Saved entries

□ □ □ □

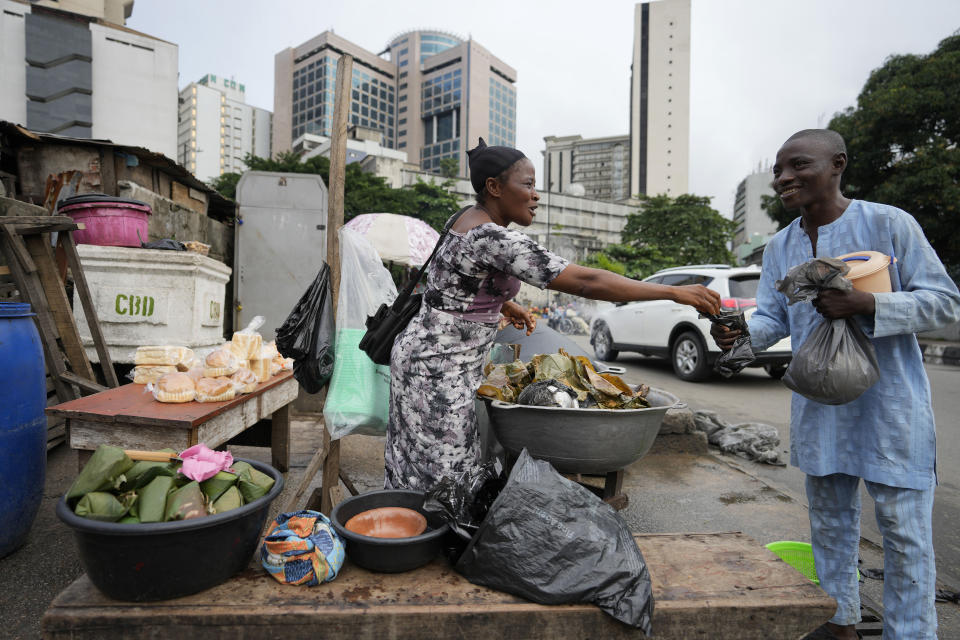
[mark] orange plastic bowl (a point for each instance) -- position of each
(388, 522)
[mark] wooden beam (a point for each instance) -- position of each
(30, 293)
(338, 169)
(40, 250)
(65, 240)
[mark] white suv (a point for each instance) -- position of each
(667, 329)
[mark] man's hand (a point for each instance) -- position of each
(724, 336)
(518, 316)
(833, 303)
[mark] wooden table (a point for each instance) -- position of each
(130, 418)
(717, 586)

□ □ □ □

→ Instructions for the task:
This calls for an exact copy of all the entries above, with the pictures omitted.

→ The answer:
[mark] orange plastic bowl (a point for each instance) -- position of each
(388, 522)
[mark] wooden beam (a point for each instance) -- position of each
(30, 293)
(338, 169)
(40, 250)
(65, 240)
[mark] white suv (a point for each instance) -- position of each
(667, 329)
[mark] man's hand (a point for each instance) -- position of each
(724, 336)
(518, 316)
(833, 303)
[mark] wooden table (a point for each instance) -- position of each
(130, 418)
(717, 586)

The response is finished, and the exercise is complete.